**ENTRIES**
=====

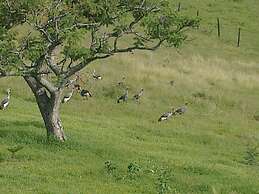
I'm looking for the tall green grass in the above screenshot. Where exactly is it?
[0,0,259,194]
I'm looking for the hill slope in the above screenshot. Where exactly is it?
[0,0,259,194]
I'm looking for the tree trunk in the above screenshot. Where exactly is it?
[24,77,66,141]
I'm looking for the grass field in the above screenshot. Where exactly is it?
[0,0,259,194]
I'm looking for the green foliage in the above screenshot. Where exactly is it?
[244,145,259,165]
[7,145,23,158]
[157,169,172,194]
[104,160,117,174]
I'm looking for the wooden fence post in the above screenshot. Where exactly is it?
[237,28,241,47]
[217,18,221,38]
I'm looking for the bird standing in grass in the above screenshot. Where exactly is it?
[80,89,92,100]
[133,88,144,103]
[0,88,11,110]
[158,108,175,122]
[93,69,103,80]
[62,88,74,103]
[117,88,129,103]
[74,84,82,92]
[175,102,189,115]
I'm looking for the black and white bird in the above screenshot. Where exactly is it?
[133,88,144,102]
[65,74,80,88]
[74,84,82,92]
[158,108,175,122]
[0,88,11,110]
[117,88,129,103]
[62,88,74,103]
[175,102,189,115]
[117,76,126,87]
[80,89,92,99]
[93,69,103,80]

=====

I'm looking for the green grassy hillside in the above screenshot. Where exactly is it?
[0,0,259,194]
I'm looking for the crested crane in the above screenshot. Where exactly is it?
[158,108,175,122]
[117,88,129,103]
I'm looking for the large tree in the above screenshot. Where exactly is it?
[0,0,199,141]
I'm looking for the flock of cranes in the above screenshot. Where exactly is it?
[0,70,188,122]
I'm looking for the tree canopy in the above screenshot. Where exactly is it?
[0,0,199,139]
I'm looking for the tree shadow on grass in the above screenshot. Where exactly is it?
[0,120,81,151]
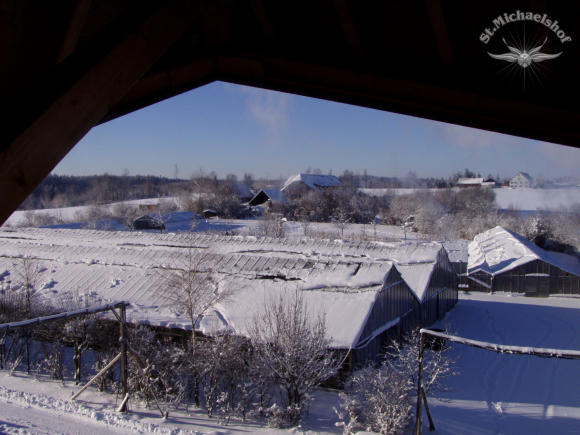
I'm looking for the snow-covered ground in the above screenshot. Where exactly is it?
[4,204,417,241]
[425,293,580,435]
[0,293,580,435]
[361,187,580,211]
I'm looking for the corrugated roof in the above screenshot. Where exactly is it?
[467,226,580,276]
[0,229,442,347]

=====

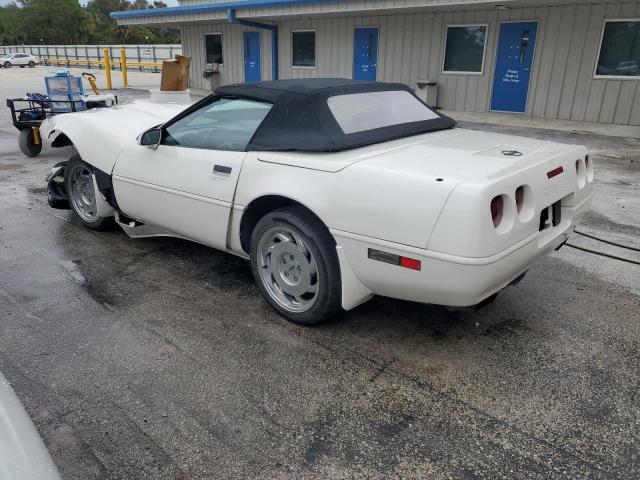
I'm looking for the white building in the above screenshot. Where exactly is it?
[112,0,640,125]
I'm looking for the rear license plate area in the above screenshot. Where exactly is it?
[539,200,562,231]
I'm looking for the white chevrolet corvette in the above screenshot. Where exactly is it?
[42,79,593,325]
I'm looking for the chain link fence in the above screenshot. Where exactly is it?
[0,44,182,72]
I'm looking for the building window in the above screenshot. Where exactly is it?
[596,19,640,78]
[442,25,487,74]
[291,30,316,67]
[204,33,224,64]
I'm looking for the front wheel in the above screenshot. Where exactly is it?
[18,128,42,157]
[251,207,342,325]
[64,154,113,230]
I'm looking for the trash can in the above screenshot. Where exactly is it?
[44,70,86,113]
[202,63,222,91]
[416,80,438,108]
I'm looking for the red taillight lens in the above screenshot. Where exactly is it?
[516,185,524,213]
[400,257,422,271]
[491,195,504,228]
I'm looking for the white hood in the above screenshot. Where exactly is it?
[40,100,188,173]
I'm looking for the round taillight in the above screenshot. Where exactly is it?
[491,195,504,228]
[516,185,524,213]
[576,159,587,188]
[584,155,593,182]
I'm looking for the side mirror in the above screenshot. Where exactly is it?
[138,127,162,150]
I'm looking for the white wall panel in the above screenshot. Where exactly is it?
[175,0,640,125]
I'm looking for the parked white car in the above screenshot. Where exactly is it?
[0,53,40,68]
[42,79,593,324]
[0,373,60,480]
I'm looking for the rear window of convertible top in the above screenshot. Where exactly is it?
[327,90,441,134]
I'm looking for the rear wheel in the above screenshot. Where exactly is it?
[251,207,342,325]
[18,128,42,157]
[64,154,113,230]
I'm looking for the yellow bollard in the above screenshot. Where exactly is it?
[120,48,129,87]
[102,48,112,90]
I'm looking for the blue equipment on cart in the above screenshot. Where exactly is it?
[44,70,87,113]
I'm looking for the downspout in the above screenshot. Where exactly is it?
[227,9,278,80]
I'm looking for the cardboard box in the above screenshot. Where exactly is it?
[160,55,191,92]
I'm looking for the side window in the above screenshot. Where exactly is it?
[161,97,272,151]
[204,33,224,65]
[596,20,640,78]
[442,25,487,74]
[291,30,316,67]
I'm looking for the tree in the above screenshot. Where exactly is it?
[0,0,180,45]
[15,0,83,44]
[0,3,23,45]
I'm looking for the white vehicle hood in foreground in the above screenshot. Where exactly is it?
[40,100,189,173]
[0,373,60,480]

=====

**EXERCISE GOAL**
Output the material from the line containing "I'm looking for the white building" through the line containing "[539,200,562,231]", both included, as a JSON list of strings with one string per line and blank lines omitted.

**OUTPUT FOR THIS EXERCISE**
[
  "I'm looking for the white building in the above screenshot. Where exactly is it?",
  "[112,0,640,125]",
  "I'm looking for the rear license plate area in the above screenshot. Where exactly is it?",
  "[539,200,562,231]"
]